• _PASSAGE SHOWN_

John Carroll Dye (January 31, 1963 – January 10, 2011) was an American film and television actor known for his role as Andrew in the spiritual television drama series Touched by an Angel.

Early life
Dye was born in Amory, Mississippi, one of four sons of Jim and Lynn Dye, a furniture manufacturer and homemaker, respectively, who raised their sons in the Methodist denomination. The family moved to Cleveland, Tennessee, where he attended Cleveland High School, and later to Tupelo, Mississippi. He was introduced to acting by playing the role of Friedrich, the eldest male von Trapp child in a school production of The Sound of Music at Cleveland High School. He graduated from Tupelo High School, where he again played Friedrich von Trapp. Dye found himself bitten by the acting bug. After graduating, he enrolled at Mississippi State University in hopes of becoming a civil rights lawyer. After a year at Mississippi State University, he decided to become an actor, and was advised against it by his great-grandmother. He transferred to Memphis State and majored in theater.

Career
In Memphis, Dye discovered that a Judd Nelson film called Making the Grade (1984) was filming in the area. Dye landed his first film role as "Skip." In the 1985 music video for the ZZ Top song "Sleeping Bag", he appeared alongside fellow actors Tracey Walter and Heather Langenkamp. In 1986 he starred alongside actresses Virginia Madsen and Cynthia Gibb in the comedy film Modern Girls. In 1987 Dye got his first leading role, in the film Campus Man, as Todd Barrett. That same year, he re-teamed with Nelson in the television miniseries Billionaire Boys Club. In 1989, he starred alongside actors James Earl Jones and Eric Roberts in the martial-arts drama Best of the Best.

• _MATERIAL PROVIDED_

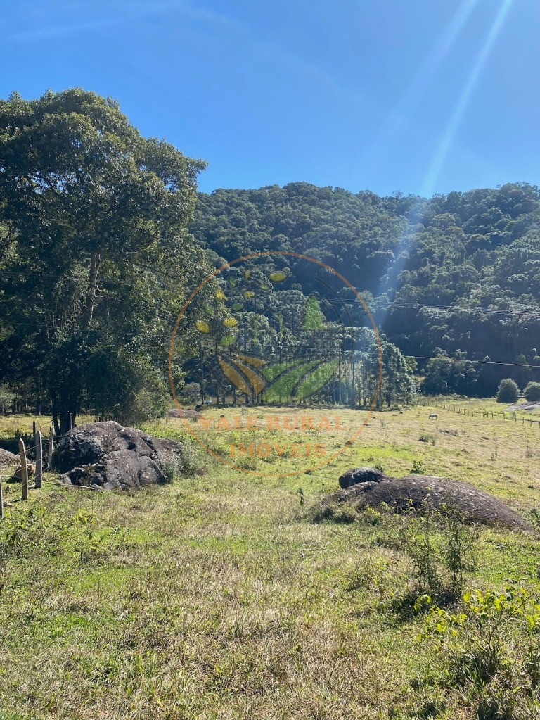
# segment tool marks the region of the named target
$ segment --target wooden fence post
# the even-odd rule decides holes
[[[22,483],[22,500],[28,500],[28,463],[24,441],[19,438],[19,453],[21,456],[21,482]]]
[[[52,467],[52,449],[55,443],[55,428],[50,428],[49,433],[49,447],[47,449],[47,469],[50,470]]]
[[[36,475],[35,487],[38,490],[41,487],[43,475],[43,445],[41,432],[36,433]]]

• _EXERCISES_
1. According to the biography of John Carroll Dye, why did he enroll at Mississippi State University after graduating? Answer in one to three sentences.
2. Carry on the biography of John Carroll Dye from the point where it stops.
The records bear no relation to the biography of John Carroll Dye.

• _THE RESPONSES_
1. He enrolled at Mississippi State University in hopes of becoming a civil rights lawyer.

2.
Dye began appearing on television in 1987. He was cast in 1989 as Private Francis "Doc Hoc" Hockenbury for the last season of Tour of Duty. When the series finished, he moved on to short-lived series such as Jack's Place (1992) and Hotel Malibu (1994). In 1996, he appeared as Andrew the "Angel of Death" on Touched by an Angel with Roma Downey & Della Reese. Originally cast as a recurring character, by the third season, he was made a regular cast member as his character quickly became popular. The show ran for nine seasons before ending in April 2003. In 2000, he starred in the television movie Once Upon a Christmas and the following year, he appeared in the sequel Twice Upon a Christmas. Also in 2000, he starred in the documentary, Journey to a Hate Free Millennium.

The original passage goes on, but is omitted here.